Latar Belakang
Jauh sebelumnya, Allah telah memberikan janji berkat kepada Abraham, berupa tanah Kanaan. Janji ini bersifat abadi (dilihat dari sudut pandang Allah) (Kej 12:7; 13:15, 18-21). Tetapi rencana Allah untuk menggenapi janji-Nya kepada Abraham melibatkan keturnan Abraham, yaitu Israel (lht. Ul 5:2-3). Oleh sebab itu, dalam Kitab Ulangan, Allah mengkat perjanjian ini dengan keturunan Abraham, bahwa merekalah yang akan mewarisi janji itu. Karena itu, di sini suatu kehidupan yang bersifat Teokratif diatur.
PIDATO PERTAMA (UL 1:6-4:43).
Dalam Kitab Ulangan, Allah memimpin umat-Nya (Teokrasi) menuju
tanah tanah perjanjian melalui seorang Hamba, yaitu Musa. Allah berfirman kepada
hamba-Nya dan hamba Tuhan itu berbicara kepada umat Allah yang dipimpin
sebagaimana Allah berbicara kepadanya. “Pada
tanggal satu bulan sebelas tahun ke
empat puluh bicaralah Musa kepada orang Israel sesuai segala yang diperintahkan
Tuhan kepadanya demi mereka.” (Ul 1:3).
Perintah yang diberikan Tuhan melalui hamba-Nya kepada umat Allah
adalah: “Majulah, berperanglah, pergilah, ketahuilah Aku telah menyerahkan negri
itu kepadamu; masukilah; dudukilah negri yang dijanjilan Tuhan kepada nenek
moyangmu.” (Ul 1:6-8).
Allah telah berjanji kepada umat-Nya, yang dikukuhkan dengan
sumpah untuk memberikan suatu negri, yaitu tanah Kanaan itu kepada mereka, serta
berkat yang berlimpah-limpah, namun umat Allah tidak boleh ragu atas apa yang
Allah janjikan; takut kepada musuh, atau bermalas-malasan, melainkan harus
berjuang untuk memperolehnya secara nyata. Israel harus dengan berani maju untuk menaklukan
Kanaan (Bil 13:17-21), yaitu Palestina dan akhirnya menaklukan segala orang di
tanah Amori (Yos 24:15-18), untuk dapat memiliki apa yang telah dijanjikan
Allah bagi mereka.

• _Tugas yang diberikan A_
Cetaklah bagian teks tentang Kitab Ulangan yang dimulai dari "Allah telah berjanji" dan berakhir pada "Allah bagi mereka." tanpa mengubah satu huruf pun.
Teks tentang Kitab Ulangan di atas dan catatan sesudahnya adalah bahan yang terpisah satu sama lain.

• _Catatan latihan ini_
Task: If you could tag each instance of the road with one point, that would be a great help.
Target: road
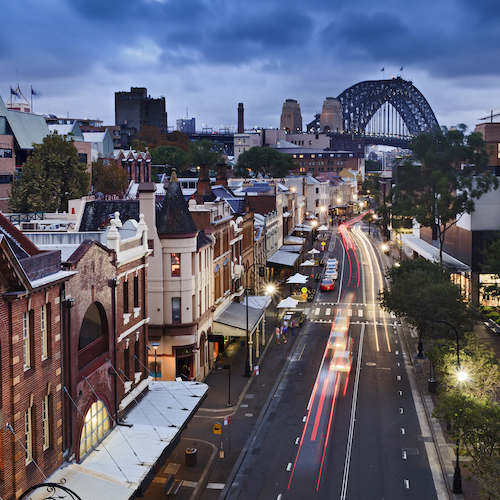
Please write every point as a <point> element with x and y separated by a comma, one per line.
<point>343,435</point>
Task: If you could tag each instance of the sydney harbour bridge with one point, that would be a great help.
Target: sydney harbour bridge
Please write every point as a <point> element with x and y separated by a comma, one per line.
<point>389,112</point>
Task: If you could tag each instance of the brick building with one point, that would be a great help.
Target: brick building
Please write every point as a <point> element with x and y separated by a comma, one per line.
<point>32,290</point>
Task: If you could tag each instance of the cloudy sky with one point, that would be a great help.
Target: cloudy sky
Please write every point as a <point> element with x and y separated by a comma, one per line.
<point>206,56</point>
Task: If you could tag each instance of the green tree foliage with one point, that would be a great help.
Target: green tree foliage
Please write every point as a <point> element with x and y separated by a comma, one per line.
<point>205,152</point>
<point>108,177</point>
<point>51,176</point>
<point>172,156</point>
<point>419,291</point>
<point>476,426</point>
<point>443,185</point>
<point>265,161</point>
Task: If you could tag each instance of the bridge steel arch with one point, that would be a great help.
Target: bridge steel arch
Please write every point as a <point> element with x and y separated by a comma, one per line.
<point>360,102</point>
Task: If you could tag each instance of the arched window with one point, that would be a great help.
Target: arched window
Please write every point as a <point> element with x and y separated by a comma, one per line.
<point>97,424</point>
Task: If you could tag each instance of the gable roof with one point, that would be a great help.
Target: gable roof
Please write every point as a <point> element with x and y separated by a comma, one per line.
<point>174,217</point>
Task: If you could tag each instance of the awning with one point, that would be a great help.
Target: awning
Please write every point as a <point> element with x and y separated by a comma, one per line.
<point>293,240</point>
<point>122,465</point>
<point>283,258</point>
<point>292,248</point>
<point>430,252</point>
<point>232,321</point>
<point>303,227</point>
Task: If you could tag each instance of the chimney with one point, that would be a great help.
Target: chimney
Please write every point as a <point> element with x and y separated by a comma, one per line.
<point>241,122</point>
<point>221,174</point>
<point>204,190</point>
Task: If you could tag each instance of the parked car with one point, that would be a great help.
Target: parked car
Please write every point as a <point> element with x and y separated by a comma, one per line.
<point>327,285</point>
<point>332,274</point>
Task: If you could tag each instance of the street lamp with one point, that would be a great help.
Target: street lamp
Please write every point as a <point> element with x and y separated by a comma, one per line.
<point>155,346</point>
<point>462,376</point>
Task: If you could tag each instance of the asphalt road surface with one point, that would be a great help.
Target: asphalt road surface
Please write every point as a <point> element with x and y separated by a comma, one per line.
<point>336,434</point>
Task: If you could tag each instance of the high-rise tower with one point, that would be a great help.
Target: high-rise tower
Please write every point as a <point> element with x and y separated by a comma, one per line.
<point>291,118</point>
<point>331,116</point>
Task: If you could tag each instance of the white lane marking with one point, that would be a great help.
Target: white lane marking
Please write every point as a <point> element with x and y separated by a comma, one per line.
<point>352,420</point>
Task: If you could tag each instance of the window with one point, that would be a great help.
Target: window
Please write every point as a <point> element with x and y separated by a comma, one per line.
<point>28,434</point>
<point>136,291</point>
<point>125,297</point>
<point>43,331</point>
<point>96,426</point>
<point>26,340</point>
<point>175,264</point>
<point>46,422</point>
<point>176,309</point>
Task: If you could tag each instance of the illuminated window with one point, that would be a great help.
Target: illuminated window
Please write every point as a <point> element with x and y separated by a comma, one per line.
<point>175,264</point>
<point>28,434</point>
<point>43,331</point>
<point>26,340</point>
<point>97,424</point>
<point>176,309</point>
<point>46,422</point>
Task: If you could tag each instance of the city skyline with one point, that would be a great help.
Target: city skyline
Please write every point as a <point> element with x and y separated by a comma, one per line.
<point>206,57</point>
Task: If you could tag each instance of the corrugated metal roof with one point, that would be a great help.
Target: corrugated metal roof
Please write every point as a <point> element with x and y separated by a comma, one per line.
<point>27,128</point>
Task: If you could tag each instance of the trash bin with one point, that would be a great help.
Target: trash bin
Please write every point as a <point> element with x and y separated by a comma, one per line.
<point>191,457</point>
<point>432,384</point>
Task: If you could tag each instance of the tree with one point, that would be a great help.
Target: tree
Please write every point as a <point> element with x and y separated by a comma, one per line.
<point>51,176</point>
<point>442,187</point>
<point>108,177</point>
<point>419,291</point>
<point>476,426</point>
<point>172,156</point>
<point>265,161</point>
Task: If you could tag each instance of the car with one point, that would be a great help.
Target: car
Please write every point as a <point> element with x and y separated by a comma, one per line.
<point>336,341</point>
<point>342,358</point>
<point>327,285</point>
<point>331,274</point>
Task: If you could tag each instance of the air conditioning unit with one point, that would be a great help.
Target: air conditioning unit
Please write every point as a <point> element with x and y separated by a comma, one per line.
<point>30,226</point>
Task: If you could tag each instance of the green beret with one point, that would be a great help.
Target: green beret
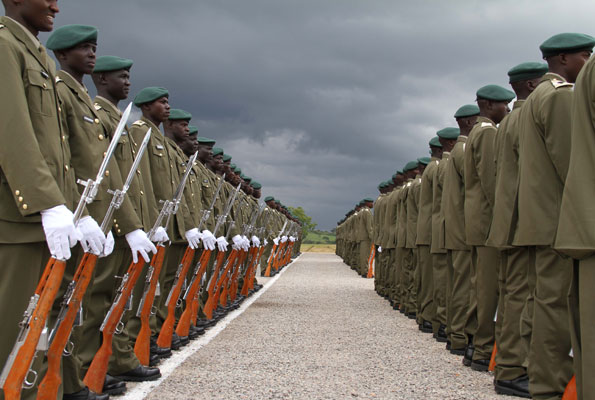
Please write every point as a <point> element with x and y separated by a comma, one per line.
<point>204,140</point>
<point>566,43</point>
<point>495,93</point>
<point>526,71</point>
<point>449,133</point>
<point>410,166</point>
<point>435,142</point>
<point>111,63</point>
<point>150,94</point>
<point>68,36</point>
<point>175,114</point>
<point>424,160</point>
<point>468,110</point>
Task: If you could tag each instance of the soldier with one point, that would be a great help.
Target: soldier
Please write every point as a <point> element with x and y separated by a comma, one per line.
<point>480,176</point>
<point>544,151</point>
<point>461,308</point>
<point>575,235</point>
<point>511,374</point>
<point>440,272</point>
<point>426,305</point>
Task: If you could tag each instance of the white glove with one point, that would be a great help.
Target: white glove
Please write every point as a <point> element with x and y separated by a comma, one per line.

• _Tugas yang diberikan B_
Kumpulkan setiap baris dalam catatan yang memuat kata "metal".

• _Keluaran yang diharapkan A_
Allah telah berjanji kepada umat-Nya, yang dikukuhkan dengan
sumpah untuk memberikan suatu negri, yaitu tanah Kanaan itu kepada mereka, serta
berkat yang berlimpah-limpah, namun umat Allah tidak boleh ragu atas apa yang
Allah janjikan; takut kepada musuh, atau bermalas-malasan, melainkan harus
berjuang untuk memperolehnya secara nyata. Israel harus dengan berani maju untuk menaklukan
Kanaan (Bil 13:17-21), yaitu Palestina dan akhirnya menaklukan segala orang di
tanah Amori (Yos 24:15-18), untuk dapat memiliki apa yang telah dijanjikan
Allah bagi mereka.

• _Keluaran yang diharapkan B_
Task: If you could tag each instance of the corrugated metal roof with one point, that would be a great help.
Target: corrugated metal roof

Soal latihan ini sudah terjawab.